**MATERIAL**
=======
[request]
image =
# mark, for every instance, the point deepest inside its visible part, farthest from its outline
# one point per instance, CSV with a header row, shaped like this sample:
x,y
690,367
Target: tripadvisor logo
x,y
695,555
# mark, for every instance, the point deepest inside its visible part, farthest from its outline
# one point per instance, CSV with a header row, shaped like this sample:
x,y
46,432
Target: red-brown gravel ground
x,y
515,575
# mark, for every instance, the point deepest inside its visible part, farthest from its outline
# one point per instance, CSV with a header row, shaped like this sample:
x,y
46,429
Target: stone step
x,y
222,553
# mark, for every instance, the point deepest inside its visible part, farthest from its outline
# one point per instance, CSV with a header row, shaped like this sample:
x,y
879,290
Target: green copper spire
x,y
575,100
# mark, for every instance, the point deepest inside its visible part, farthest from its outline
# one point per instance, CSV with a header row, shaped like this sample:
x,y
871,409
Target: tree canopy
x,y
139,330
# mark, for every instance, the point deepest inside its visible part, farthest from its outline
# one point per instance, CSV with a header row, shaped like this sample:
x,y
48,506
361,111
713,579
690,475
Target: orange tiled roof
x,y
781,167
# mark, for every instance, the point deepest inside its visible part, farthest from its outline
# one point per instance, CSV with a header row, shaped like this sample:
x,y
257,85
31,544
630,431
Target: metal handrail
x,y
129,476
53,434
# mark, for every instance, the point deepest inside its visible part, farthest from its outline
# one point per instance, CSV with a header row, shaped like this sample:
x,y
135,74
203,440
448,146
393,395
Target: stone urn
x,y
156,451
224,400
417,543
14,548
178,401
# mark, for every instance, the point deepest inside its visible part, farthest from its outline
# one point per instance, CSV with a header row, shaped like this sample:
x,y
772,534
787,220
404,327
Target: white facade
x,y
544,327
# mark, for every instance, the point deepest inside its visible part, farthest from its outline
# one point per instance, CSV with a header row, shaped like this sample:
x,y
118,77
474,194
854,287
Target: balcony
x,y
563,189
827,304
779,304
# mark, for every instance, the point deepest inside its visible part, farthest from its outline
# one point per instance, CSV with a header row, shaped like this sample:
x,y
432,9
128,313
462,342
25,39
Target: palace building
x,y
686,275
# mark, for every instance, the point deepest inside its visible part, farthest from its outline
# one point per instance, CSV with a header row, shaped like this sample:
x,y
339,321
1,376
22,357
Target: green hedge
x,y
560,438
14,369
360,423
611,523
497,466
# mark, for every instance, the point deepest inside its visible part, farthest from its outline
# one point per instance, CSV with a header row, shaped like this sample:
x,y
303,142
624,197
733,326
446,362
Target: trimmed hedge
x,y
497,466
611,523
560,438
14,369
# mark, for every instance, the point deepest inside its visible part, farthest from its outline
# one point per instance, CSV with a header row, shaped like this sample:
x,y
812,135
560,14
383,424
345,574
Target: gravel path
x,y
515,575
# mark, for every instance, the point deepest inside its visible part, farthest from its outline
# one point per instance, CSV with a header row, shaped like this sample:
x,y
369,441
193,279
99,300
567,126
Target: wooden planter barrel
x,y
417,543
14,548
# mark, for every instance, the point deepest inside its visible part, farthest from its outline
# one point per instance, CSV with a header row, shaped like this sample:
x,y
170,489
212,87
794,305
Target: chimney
=======
**EXERCISE DESCRIPTION**
Pick out every line of the data above that contains the string "gravel" and copy each such line in full. Treat uppercase and lowercase letters as different.

**WRITTEN RESPONSE**
Target: red-brown gravel ground
Target: gravel path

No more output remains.